▶ Opdracht: Geef het vervolg van de tekst over het wezen van Mammon, aansluitend op de laatste zin.

▶ Tekstfragment:

* * * * *

Het wezen van Mammon
Zes artikelen:
1) God of Mammon
2) Mammon of God
3) Mammon en God – twee krachten
4) God haat Mammon / Leven of berekenen
5) Het Wezen van Mammon
6) Transformatie: Van Meester naar Middel
In de zoektocht naar het ware Leven, wordt Mammon vaak radicaal afgewezen als tegenkracht – een verleider, een afgod, een bron van slavernij. En terecht: wie Mammon dient, sluit zich af voor het diepe, innerlijke Leven dat vrijmaakt. Toch is er een raadsel dat niet genegeerd mag worden: waarom lijkt Mammon dan zoveel leven te geven? Waarom voelen bezit, succes, macht of comfort zó levendig? In wat volgt, verkennen we deze schijnbare vitaliteit van Mammon – niet om haar te verheerlijken, maar om haar te doorzien. Want pas wie de illusie doorziet, kan werkelijk kiezen.
1. Mammon geeft bestaanszekerheid (of lijkt dat te doen)
Door bezit, geld, status of invloed ontstaat er een beklemmend overtuigende illusie van controle. Wie beschikt over voldoende financiële middelen kan zijn fysieke behoeften vervullen: eten op tafel, een dak boven het hoofd, toegang tot zorg, bewegingsvrijheid, bescherming tegen onzekerheid. Deze vormen van uiterlijke zekerheid wekken de indruk dat het leven beheersbaar is, dat men zichzelf in de stroom van het bestaan kan verankeren. In een wereld waarin het instinct tot overleven vaak sterker spreekt dan het verlangen naar waarheid, wordt Mammon ervaren als een goddelijke voorziener — als een macht die onderhoudt, beveiligt en richting geeft.

* * * * *

▶ Aangeleverde gegevens:

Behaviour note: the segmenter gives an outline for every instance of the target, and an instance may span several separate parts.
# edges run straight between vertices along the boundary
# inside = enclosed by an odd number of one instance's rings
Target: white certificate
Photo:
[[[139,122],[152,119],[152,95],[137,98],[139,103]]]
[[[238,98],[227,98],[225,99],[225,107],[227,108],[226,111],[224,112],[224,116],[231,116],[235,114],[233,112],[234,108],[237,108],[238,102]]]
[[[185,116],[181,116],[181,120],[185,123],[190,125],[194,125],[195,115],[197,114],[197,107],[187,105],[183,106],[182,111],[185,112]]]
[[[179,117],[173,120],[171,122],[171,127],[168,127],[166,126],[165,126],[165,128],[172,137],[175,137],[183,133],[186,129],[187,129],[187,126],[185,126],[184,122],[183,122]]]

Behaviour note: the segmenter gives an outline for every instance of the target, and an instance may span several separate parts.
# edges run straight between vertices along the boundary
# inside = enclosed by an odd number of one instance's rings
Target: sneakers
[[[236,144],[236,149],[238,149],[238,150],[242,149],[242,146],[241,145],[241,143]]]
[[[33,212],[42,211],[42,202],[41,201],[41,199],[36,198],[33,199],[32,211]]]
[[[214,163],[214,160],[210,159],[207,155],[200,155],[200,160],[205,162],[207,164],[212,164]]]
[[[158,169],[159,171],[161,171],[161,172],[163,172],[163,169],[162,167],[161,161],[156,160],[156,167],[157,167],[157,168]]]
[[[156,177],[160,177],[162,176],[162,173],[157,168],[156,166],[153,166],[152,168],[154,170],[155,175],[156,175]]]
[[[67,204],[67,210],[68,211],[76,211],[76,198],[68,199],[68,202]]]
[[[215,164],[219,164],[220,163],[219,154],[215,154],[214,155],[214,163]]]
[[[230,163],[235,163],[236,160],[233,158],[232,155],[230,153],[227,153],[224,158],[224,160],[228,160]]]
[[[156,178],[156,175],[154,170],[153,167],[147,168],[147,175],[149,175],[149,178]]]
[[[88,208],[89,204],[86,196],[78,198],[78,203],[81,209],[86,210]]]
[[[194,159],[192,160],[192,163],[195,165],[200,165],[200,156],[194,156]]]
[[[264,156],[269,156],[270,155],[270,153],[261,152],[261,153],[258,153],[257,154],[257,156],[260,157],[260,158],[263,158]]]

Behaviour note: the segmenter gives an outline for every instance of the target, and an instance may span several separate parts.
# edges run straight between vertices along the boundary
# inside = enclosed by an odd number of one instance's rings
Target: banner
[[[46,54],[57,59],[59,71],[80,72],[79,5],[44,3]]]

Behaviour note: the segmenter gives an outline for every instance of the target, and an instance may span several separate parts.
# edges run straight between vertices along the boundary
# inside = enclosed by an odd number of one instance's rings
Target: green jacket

* * * * *

▶ Antwoord:
Maar het leven dat hij schenkt is fragiel, voorwaardelijk, afhankelijk van markten, systemen, beleid, toeval. Het lijkt leven, zolang alles meewerkt. Maar onder de oppervlakte schuilt een constante dreiging: verlies, inflatie, falen, ziekte, verandering. De mens die zijn vertrouwen bouwt op Mammon, bouwt op zand. Wat Mammon geeft, kan hij zonder waarschuwing afnemen — en doet dat vaak ook. Wat resteert dan, als de zekerheid oplost en het bezit verdwijnt?
Wat Mammon geeft, kan Mammon ook afnemen.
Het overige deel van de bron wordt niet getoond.